Without including any pictures, write out the listing below exactly.

===

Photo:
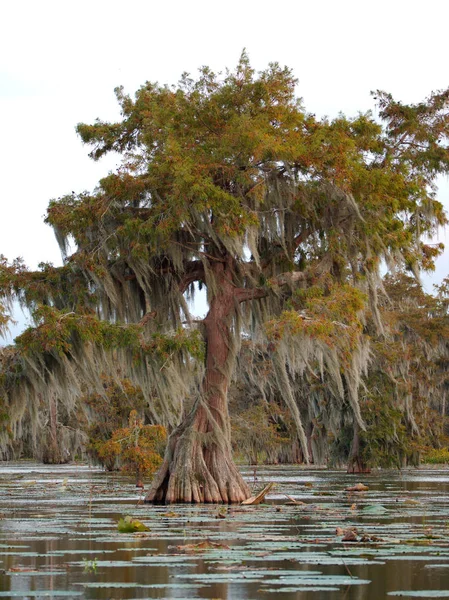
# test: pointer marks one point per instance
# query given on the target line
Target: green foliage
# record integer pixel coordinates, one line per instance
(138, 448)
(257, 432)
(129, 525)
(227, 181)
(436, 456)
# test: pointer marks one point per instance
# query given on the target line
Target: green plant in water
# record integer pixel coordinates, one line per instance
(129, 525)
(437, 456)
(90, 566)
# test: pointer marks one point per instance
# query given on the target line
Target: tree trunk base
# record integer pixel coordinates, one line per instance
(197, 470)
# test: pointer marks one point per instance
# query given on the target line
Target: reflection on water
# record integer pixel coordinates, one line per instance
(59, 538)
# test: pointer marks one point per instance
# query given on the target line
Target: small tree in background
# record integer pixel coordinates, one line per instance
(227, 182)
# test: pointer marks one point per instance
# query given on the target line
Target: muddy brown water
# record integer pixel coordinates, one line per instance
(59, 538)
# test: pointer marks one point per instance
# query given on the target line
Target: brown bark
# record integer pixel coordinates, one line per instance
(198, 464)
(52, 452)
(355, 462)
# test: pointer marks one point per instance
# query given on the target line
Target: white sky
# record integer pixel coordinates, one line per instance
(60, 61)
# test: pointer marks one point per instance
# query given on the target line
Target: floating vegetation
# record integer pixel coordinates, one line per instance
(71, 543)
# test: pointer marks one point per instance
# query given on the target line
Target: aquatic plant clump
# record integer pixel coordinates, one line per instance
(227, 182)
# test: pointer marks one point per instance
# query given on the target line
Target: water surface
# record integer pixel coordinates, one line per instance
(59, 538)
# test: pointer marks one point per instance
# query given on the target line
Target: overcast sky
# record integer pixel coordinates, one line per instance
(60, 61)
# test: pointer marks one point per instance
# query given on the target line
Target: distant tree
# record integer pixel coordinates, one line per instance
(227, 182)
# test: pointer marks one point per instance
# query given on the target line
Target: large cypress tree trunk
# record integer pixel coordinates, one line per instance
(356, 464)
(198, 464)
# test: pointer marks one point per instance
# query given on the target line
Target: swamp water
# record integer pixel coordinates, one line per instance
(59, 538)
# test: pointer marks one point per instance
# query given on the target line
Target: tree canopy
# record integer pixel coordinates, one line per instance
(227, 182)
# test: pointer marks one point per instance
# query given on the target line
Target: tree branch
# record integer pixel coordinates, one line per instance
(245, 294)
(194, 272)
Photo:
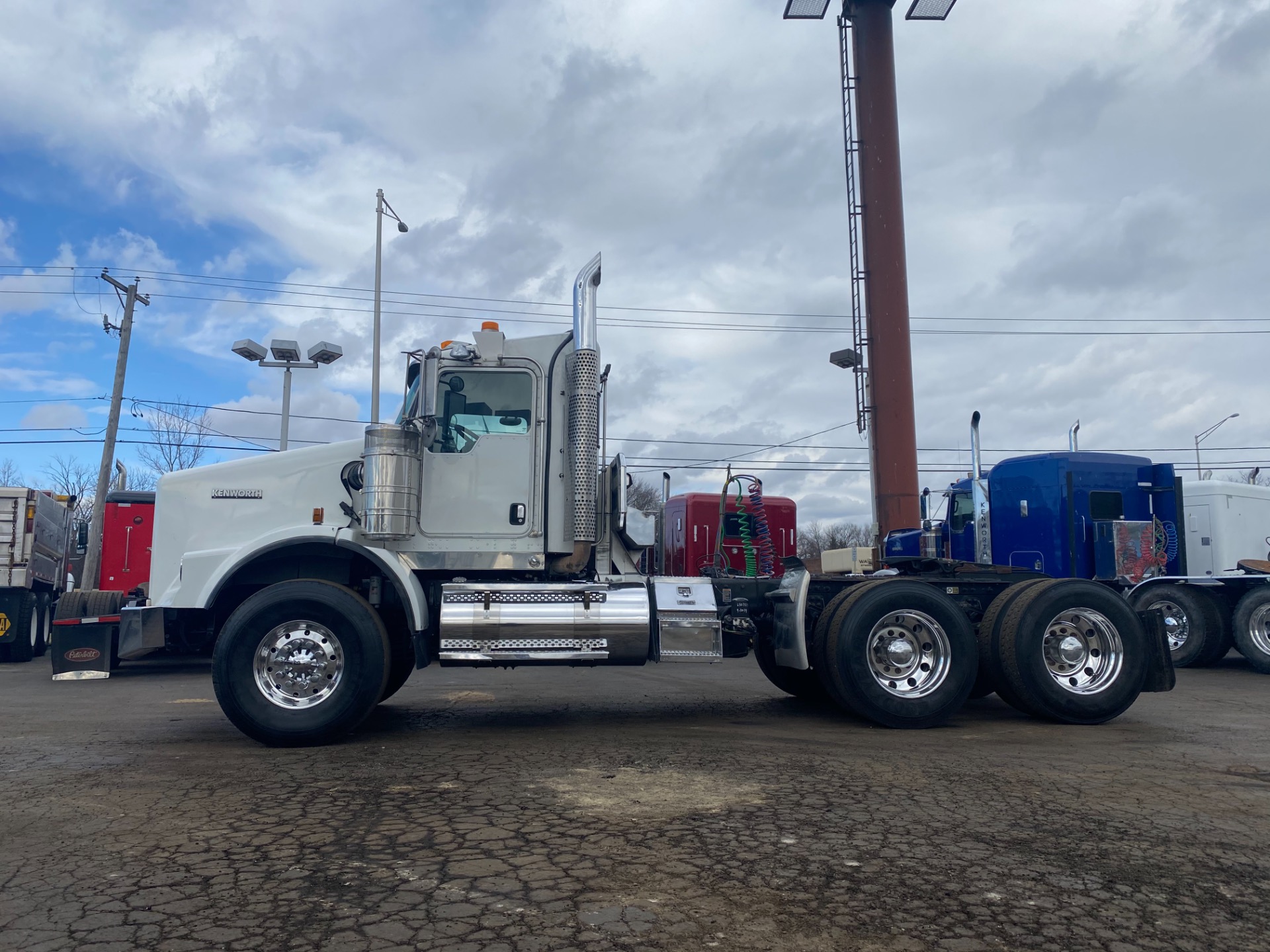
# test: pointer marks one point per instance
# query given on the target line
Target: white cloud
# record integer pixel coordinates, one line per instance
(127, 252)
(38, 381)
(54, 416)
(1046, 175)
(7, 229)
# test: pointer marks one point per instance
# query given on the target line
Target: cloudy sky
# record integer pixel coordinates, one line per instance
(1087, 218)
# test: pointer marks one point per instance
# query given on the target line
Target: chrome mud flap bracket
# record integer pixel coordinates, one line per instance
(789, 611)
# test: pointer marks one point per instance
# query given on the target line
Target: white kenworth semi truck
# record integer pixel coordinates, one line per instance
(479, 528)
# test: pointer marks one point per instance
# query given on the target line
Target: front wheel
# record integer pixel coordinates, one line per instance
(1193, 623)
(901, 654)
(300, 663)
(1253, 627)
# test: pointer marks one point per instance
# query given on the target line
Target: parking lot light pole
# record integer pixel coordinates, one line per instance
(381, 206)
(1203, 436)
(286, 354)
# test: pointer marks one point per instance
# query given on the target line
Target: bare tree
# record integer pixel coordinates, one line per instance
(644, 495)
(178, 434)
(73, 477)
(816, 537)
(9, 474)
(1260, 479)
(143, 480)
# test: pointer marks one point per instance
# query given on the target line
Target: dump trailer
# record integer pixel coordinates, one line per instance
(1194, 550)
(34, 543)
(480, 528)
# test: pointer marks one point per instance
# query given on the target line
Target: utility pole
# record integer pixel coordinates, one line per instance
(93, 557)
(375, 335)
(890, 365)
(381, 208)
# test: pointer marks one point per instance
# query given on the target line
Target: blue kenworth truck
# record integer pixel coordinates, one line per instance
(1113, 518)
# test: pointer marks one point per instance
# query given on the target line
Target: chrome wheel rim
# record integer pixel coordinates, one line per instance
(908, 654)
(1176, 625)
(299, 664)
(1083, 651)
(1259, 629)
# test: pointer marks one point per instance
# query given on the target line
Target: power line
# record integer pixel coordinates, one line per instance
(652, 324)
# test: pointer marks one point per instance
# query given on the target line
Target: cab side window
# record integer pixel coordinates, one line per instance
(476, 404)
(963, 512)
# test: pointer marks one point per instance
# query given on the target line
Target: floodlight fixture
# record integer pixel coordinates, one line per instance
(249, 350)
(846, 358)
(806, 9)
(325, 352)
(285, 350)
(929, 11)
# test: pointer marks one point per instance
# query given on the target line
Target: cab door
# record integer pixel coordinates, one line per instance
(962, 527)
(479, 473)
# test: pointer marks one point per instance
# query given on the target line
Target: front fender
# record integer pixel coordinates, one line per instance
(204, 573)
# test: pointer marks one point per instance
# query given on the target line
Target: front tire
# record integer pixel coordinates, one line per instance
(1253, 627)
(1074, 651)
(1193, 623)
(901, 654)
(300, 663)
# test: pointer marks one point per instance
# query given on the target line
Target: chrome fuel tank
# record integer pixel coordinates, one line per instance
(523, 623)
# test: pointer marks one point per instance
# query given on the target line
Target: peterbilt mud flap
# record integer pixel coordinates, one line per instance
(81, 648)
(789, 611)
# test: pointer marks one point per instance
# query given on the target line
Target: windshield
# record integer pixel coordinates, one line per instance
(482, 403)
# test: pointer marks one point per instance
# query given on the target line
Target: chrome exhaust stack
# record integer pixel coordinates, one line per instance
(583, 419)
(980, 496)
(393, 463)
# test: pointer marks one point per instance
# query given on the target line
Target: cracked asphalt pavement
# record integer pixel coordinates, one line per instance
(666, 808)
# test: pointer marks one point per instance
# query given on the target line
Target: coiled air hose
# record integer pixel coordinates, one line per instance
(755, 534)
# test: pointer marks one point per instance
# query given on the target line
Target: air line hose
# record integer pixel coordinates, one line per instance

===

• TASK RESULT:
Photo:
# test: pointer marks one point per instance
# query given on the target line
Target: green foliage
# record integer pixel coordinates, one line per instance
(138, 448)
(257, 432)
(129, 525)
(227, 181)
(436, 456)
# test: pointer marks one point per instance
# query given on the target line
Target: green plant in water
# record integer pixel coordinates, one line per instance
(129, 525)
(437, 456)
(90, 566)
# test: pointer marks one point per instance
# query given on the target line
Target: tree trunk base
# record integer pixel coordinates, one line per instance
(197, 470)
# test: pointer marks one point per instance
# query given on the target line
Target: reflection on water
# record integer pixel coordinates, one line per instance
(59, 538)
# test: pointer marks one point per instance
# query given on the target line
Target: small tree in background
# record integer pixel coordinates, one line per instance
(227, 182)
# test: pointer marks one point per instance
# query given on the target line
Target: muddy brown water
# record integer pixel coordinates, one line per instance
(59, 538)
# test: pointer marks one point per instance
# query given on the target line
Target: brown bark
# record integer pixel coordinates, one line per instance
(198, 464)
(52, 452)
(355, 462)
# test: pointer marks one point per instance
# query given on the target line
Target: white sky
# record integer pixel coordinates, one line per instance
(60, 61)
# test: pointer marks one point per instance
# query given on the target line
Target: floating vegetation
# record integer pixel coordinates, one line per instance
(71, 543)
# test: pointer marks one point per instance
# query given on the target line
Target: aquatic plant clump
# record integer pixel coordinates, one line per instance
(227, 182)
# test: pointer marks one point per instance
# query given on the target line
Target: water surface
# record integer pixel coordinates, one line per instance
(59, 538)
# test: pointer marks one point per instance
# query given on the target line
Target: overcast sky
# record integer pixel coordinates, one line per instance
(60, 61)
# test: pointer marks one point per instance
# query given on the target line
Target: distant tree
# record integer pixel coordinates, one line per instance
(227, 182)
# test: pointer marks one point per instance
# query given on the target line
Target: large cypress tree trunk
# record integer pixel coordinates, one line per instance
(356, 464)
(198, 464)
# test: pointer marks one point per instance
# query given on the target line
Target: swamp water
# record integer pixel coordinates, one line per instance
(59, 538)
# test: pointer marks one point per instance
# query given on the target line
Target: tree canopy
# record integer pixel coordinates, one line per instance
(227, 182)
# test: pointer marks one point per instance
# query given on the target line
Target: tree branch
# record integer pixel coordinates, one line per instance
(245, 294)
(194, 272)
Photo:
# test: pointer marks one point per instance
# query given on the target line
Target: white cloud
# record integer pixel coordinates, one line per instance
(127, 252)
(38, 381)
(54, 416)
(1046, 175)
(7, 229)
# test: pointer marks one point per instance
# query given on the target line
Target: cloudy sky
# record integer pixel coordinates, one line per instance
(1087, 218)
# test: pointer marks one point per instance
# query given on the target line
Target: chrome mud flap bracket
# record integer pixel coordinates, one line per instance
(789, 611)
# test: pointer marks one point per instance
# query given on the target line
Target: white kenworth semi truck
# record integer pixel coordinates, one line per instance
(479, 528)
# test: pointer marks one point per instance
# query given on the target line
Target: front wheel
# record integer pixel coordinates, one line per instance
(1193, 623)
(901, 654)
(300, 663)
(1253, 627)
# test: pointer marks one point per instance
# query given on the target line
Target: parking lot light pole
# record integer pixel coordinates, one line per instance
(381, 206)
(1203, 436)
(286, 354)
# test: pointer marks one point per instance
# query given on the target line
Target: bare tree
# record integer pixel coordinates, one line per instance
(644, 495)
(178, 434)
(73, 477)
(816, 537)
(9, 474)
(1260, 479)
(143, 480)
# test: pointer marks one point per instance
# query given on the target line
Target: dump trailer
# record integer pixel coordinates, one line per instance
(1194, 550)
(34, 543)
(480, 528)
# test: pointer marks one point per instance
# query given on the target line
Target: utility pole
# record integer pixel coordinates, one line per instance
(93, 557)
(375, 335)
(890, 365)
(381, 208)
# test: pointer marks one point per instance
# query given on the target line
Target: blue kenworth truck
# record integer pixel coordinates, one line per instance
(1113, 518)
# test: pointer marks one point per instance
# query given on the target line
Target: chrome wheel rim
# record integer pixel coordinates, one line per instance
(908, 654)
(1176, 625)
(299, 664)
(1083, 651)
(1259, 629)
# test: pointer marks one point per instance
# query given on the target line
Target: power line
# record integer pixel coordinates, one line per instance
(652, 324)
# test: pointer marks one point per instance
# query given on the target line
Target: cab side window
# record integer pixel coordinates, one line per instance
(476, 404)
(963, 512)
# test: pointer marks one point per instance
# query given on the target line
Target: floodlight fixture
# record integer pixel coordinates, one line per instance
(249, 350)
(846, 358)
(806, 9)
(325, 352)
(285, 350)
(929, 11)
# test: pointer marks one point per instance
# query given on the target line
Target: cab door
# record integer pixel coordinates, one line per instance
(962, 527)
(479, 473)
# test: pointer marks one point per instance
# query given on the target line
Target: front fender
# record integer pixel coordinates, one line per instance
(204, 573)
# test: pointer marks one point per instance
# query given on the target line
Target: front tire
# record integer pixel coordinates, one line per instance
(1253, 627)
(1074, 651)
(1193, 623)
(901, 654)
(300, 663)
# test: pointer marks one point per instance
# query given on the target line
Target: chrome fuel tank
# record integer pixel coordinates, one line per instance
(523, 623)
# test: pointer marks one point per instance
# query given on the target line
Target: peterbilt mud flap
# record integer pixel coordinates, one line per instance
(81, 648)
(789, 611)
# test: pointer marks one point per instance
# query given on the target line
Target: windshield
# record integer pixel coordinates, one line per instance
(482, 403)
# test: pointer marks one point per instance
# query given on the target line
Target: chrome exhaust stack
# record integer pixel coordinates, one line per instance
(583, 419)
(980, 496)
(393, 463)
# test: pointer marks one point per instance
# query given on the target line
Target: cracked asphalt pavement
# record integer pixel coordinates, one line per instance
(666, 808)
# test: pointer marks one point per instance
# query given on the target line
Target: coiled air hose
# record integer pixel coordinates, one line per instance
(755, 534)
# test: pointer marks one point per instance
# query given on the target line
Target: air line hose
# record integer pixel coordinates, one line per instance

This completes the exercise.